═══ Given text ═══

2freeman

Keep growing with every tiny trival.

The CVE-2017-8890, which founded by ADLab on June 2017, had been lurking for 11 years in the Linux kernel net subsystem. The ADLab writes an article to explain it[1]. After reading the post, I know that it is a double free bug. But what puzzles me is that how the memory is freed for the first time. In order to address it, I read the source code and write this blog to explain it.

Analysis

Firstly, let’s look at the patch[2] committed to the upstream:

dccp/tcp: do not inherit mc_list from parent syzkaller found a way to trigger double frees from ip_mc_drop_socket() It turns out that leave a copy of parent mc_list at accept() time, which is very bad.

═══ Provided information ═══

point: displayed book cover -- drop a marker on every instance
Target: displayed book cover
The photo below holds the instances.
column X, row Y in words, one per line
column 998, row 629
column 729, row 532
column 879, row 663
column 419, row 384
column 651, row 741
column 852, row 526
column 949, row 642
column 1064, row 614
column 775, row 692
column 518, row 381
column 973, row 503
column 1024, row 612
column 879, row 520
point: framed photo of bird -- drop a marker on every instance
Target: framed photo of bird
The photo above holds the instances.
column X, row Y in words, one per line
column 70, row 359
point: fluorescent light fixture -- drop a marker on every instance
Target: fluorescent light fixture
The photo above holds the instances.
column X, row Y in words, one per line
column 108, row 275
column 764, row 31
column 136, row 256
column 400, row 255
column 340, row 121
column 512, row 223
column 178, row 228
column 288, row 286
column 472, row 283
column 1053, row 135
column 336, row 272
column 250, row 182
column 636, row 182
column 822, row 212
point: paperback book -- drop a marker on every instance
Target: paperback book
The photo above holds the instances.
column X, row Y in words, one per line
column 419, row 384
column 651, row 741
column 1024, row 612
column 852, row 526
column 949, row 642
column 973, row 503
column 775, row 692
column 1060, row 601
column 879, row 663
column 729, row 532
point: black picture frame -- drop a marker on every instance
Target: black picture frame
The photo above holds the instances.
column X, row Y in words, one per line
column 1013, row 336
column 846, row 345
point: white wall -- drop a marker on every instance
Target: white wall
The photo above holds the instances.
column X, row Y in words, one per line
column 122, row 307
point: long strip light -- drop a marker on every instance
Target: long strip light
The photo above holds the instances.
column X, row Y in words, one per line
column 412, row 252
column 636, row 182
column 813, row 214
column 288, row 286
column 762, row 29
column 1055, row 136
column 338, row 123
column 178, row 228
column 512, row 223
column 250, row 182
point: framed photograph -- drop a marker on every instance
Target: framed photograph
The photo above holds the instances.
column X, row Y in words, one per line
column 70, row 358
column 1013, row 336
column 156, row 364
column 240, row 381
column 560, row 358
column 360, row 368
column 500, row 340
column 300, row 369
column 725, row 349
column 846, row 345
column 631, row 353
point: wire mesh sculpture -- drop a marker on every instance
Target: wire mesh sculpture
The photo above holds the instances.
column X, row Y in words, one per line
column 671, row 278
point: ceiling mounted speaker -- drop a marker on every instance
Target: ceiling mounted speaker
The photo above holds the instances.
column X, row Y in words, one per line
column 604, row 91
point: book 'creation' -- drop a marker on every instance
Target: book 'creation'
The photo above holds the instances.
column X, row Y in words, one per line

═══

## Problem
Reproduce the passage of the CVE-2017-8890 post above word for word, starting at "Firstly, let’s look" and running up to and including "is very bad.".

## Result
Firstly, let’s look at the patch[2] committed to the upstream:

dccp/tcp: do not inherit mc_list from parent syzkaller found a way to trigger double frees from ip_mc_drop_socket() It turns out that leave a copy of parent mc_list at accept() time, which is very bad.